* Prompt:
Lines from the one containing "Note: spot each instance of the green reflection" through the last line of the data are to be repeated word for word, both ends included.
╔══
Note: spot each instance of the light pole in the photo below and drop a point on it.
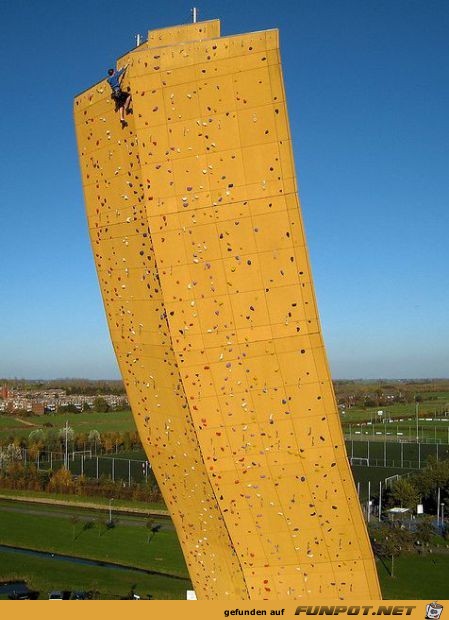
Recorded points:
(417, 421)
(110, 509)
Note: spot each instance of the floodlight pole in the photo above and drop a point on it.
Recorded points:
(417, 421)
(380, 500)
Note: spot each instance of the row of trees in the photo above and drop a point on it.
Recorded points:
(17, 475)
(53, 440)
(427, 487)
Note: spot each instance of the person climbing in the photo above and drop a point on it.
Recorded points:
(122, 98)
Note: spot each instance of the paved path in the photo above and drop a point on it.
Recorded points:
(86, 505)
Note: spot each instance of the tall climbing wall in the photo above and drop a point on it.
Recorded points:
(200, 252)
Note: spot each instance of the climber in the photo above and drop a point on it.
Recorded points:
(122, 98)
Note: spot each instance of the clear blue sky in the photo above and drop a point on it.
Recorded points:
(368, 94)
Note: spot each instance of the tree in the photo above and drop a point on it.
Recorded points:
(100, 405)
(404, 493)
(61, 481)
(389, 541)
(94, 439)
(10, 454)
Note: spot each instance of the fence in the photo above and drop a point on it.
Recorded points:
(93, 466)
(398, 455)
(428, 432)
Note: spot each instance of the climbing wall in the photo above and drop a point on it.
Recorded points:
(200, 252)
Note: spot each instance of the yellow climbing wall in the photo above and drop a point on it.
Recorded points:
(200, 252)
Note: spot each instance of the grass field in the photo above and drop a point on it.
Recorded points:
(46, 575)
(395, 454)
(416, 577)
(125, 544)
(435, 406)
(113, 421)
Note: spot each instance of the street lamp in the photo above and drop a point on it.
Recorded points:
(417, 421)
(110, 509)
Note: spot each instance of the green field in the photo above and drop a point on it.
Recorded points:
(423, 577)
(46, 575)
(112, 421)
(62, 530)
(436, 405)
(125, 544)
(395, 454)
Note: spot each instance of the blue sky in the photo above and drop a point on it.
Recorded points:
(368, 97)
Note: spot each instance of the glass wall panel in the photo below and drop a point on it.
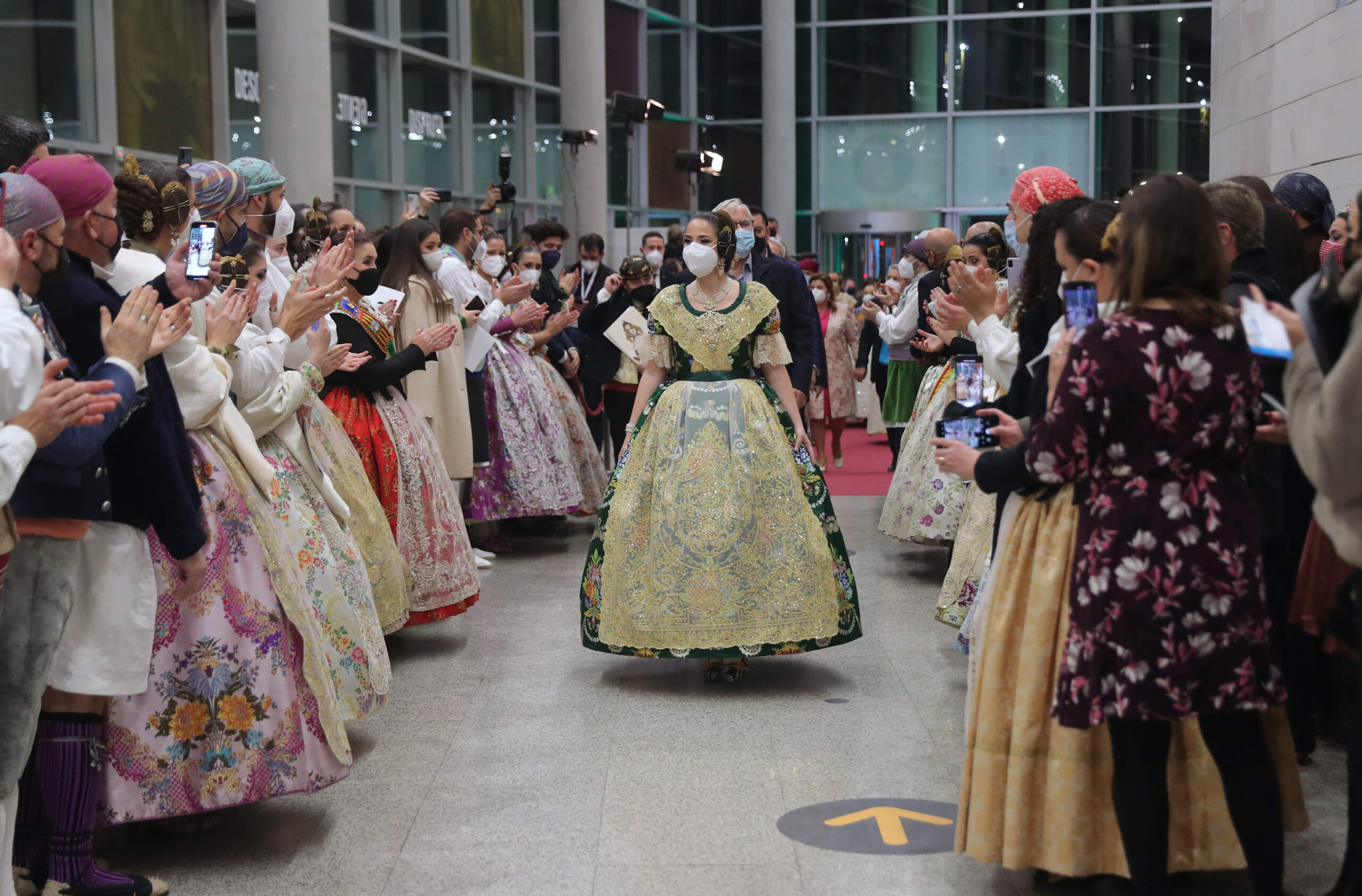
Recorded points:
(494, 127)
(1132, 146)
(729, 77)
(49, 64)
(665, 66)
(992, 150)
(846, 10)
(741, 150)
(360, 82)
(363, 15)
(244, 100)
(668, 188)
(883, 70)
(1022, 63)
(428, 130)
(882, 165)
(165, 100)
(726, 13)
(431, 26)
(499, 29)
(548, 147)
(1159, 56)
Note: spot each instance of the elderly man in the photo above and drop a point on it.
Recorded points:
(792, 292)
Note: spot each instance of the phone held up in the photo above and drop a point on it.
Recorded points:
(1081, 303)
(970, 431)
(203, 243)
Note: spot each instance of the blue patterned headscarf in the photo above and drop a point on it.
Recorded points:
(1308, 196)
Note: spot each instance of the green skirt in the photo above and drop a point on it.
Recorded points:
(722, 542)
(901, 391)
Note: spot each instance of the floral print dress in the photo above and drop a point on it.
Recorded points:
(1168, 615)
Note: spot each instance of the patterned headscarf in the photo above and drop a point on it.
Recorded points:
(259, 176)
(1040, 186)
(28, 205)
(217, 187)
(78, 181)
(1308, 196)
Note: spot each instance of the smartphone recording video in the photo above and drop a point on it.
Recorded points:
(970, 431)
(1081, 303)
(969, 379)
(203, 243)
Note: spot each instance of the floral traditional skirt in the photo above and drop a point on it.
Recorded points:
(230, 717)
(717, 538)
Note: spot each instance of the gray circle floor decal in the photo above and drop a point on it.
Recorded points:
(879, 827)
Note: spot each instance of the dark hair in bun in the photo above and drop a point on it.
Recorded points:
(725, 232)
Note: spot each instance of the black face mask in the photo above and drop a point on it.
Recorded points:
(643, 295)
(118, 240)
(367, 283)
(57, 276)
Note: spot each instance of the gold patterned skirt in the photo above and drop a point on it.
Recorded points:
(1037, 794)
(717, 538)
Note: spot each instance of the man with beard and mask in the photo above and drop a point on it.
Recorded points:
(108, 641)
(799, 319)
(609, 378)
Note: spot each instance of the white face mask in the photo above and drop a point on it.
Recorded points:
(494, 264)
(701, 259)
(283, 221)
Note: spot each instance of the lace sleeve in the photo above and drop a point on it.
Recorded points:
(771, 349)
(658, 349)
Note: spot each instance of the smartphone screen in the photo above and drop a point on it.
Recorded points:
(1081, 303)
(203, 243)
(969, 379)
(970, 431)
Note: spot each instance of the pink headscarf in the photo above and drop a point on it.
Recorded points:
(1040, 186)
(78, 181)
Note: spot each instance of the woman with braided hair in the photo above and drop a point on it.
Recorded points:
(717, 538)
(270, 722)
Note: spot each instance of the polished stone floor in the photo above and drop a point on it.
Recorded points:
(511, 760)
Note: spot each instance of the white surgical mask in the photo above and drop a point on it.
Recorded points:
(701, 259)
(283, 221)
(494, 264)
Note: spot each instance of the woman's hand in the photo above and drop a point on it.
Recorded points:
(1059, 360)
(1004, 427)
(955, 457)
(974, 292)
(435, 338)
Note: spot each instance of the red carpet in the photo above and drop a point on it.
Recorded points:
(864, 463)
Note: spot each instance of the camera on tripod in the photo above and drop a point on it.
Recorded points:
(504, 172)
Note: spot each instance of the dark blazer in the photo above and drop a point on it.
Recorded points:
(379, 372)
(150, 468)
(799, 319)
(67, 478)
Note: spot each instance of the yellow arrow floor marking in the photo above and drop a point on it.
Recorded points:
(890, 820)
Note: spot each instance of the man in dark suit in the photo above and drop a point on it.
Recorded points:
(792, 292)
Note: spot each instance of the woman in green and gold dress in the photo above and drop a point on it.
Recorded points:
(717, 538)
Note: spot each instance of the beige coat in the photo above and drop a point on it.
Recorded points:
(442, 390)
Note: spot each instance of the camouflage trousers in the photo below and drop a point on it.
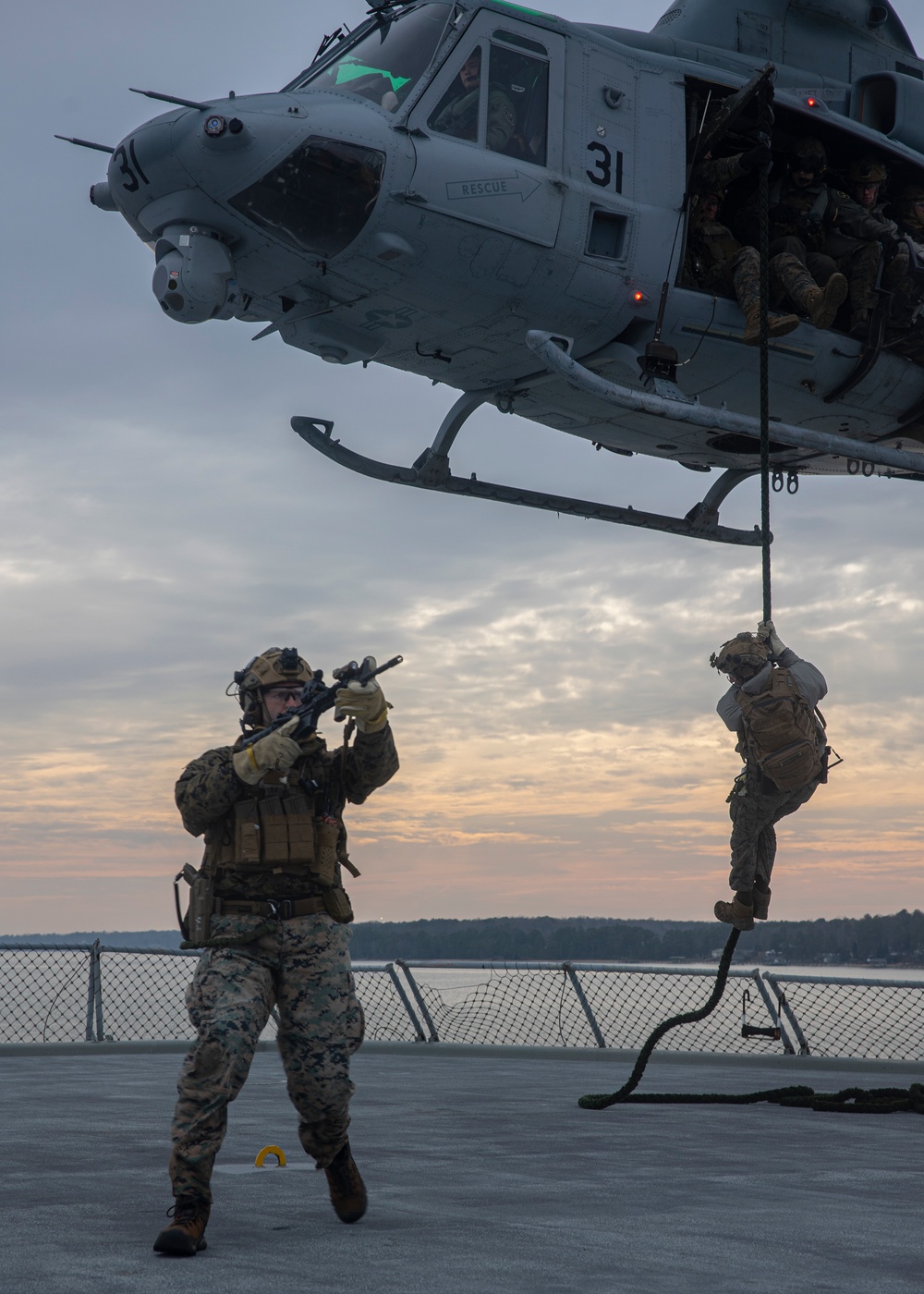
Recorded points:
(302, 968)
(753, 817)
(857, 261)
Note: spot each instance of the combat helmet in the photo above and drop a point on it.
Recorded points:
(271, 668)
(868, 170)
(808, 152)
(742, 656)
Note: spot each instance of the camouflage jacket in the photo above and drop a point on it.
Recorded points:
(714, 175)
(710, 246)
(215, 804)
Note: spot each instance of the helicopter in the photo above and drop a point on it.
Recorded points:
(496, 200)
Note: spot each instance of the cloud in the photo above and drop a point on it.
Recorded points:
(159, 523)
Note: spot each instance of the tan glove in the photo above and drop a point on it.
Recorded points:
(364, 702)
(276, 751)
(766, 631)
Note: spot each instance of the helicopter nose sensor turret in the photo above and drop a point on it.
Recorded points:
(194, 275)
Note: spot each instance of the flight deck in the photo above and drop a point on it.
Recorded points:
(483, 1175)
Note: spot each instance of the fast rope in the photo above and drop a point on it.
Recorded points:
(688, 1018)
(764, 126)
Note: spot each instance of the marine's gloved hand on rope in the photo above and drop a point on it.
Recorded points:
(766, 631)
(364, 702)
(274, 751)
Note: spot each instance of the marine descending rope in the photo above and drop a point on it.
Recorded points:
(884, 1100)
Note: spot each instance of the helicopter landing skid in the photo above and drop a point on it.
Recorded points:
(432, 471)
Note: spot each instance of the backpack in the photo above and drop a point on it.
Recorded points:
(781, 733)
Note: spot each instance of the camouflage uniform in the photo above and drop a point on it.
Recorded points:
(717, 262)
(298, 964)
(910, 342)
(829, 233)
(756, 804)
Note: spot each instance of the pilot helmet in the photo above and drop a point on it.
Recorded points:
(270, 669)
(742, 656)
(868, 170)
(808, 152)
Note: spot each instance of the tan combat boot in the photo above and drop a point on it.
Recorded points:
(185, 1235)
(736, 914)
(778, 325)
(822, 303)
(346, 1186)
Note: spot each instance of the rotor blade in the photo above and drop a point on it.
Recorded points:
(86, 144)
(170, 99)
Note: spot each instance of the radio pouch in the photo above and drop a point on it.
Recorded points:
(336, 902)
(196, 925)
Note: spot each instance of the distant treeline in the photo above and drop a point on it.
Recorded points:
(894, 938)
(897, 938)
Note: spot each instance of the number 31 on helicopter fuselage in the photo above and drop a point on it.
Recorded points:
(493, 198)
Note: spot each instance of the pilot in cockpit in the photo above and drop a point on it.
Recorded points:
(458, 110)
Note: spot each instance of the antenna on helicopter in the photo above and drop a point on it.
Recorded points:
(86, 144)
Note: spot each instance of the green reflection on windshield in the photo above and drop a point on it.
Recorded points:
(535, 13)
(348, 71)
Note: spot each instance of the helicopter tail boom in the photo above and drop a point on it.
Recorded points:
(678, 408)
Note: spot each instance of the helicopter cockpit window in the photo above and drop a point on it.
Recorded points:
(458, 110)
(319, 198)
(517, 109)
(524, 81)
(386, 64)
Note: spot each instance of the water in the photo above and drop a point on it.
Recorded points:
(45, 998)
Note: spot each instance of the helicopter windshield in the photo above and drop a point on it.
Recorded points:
(319, 198)
(386, 64)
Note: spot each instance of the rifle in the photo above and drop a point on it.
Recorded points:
╚══
* Solution below:
Note: spot each instance of the green reflection on windshield in the photo above and drop a point on it.
Recorded points:
(535, 13)
(348, 71)
Note: spot each instance of the helicopter tail boom in the photo above and drop a point on it.
Recorded points:
(678, 408)
Note: spot each instance of the helicopter cockpit window in the photo above and drop a point on it.
Recorded points:
(458, 110)
(319, 198)
(517, 109)
(524, 81)
(386, 64)
Note: spot each instance of the water in the photo above and drop a point on it.
Recorded points:
(45, 998)
Note: spot each instance of the helicopter windshield in the photo above and drop a point on it.
Recorded points:
(319, 198)
(386, 64)
Note: spot each instance of the rifle in the photo above and drop a point on it.
Recorded points:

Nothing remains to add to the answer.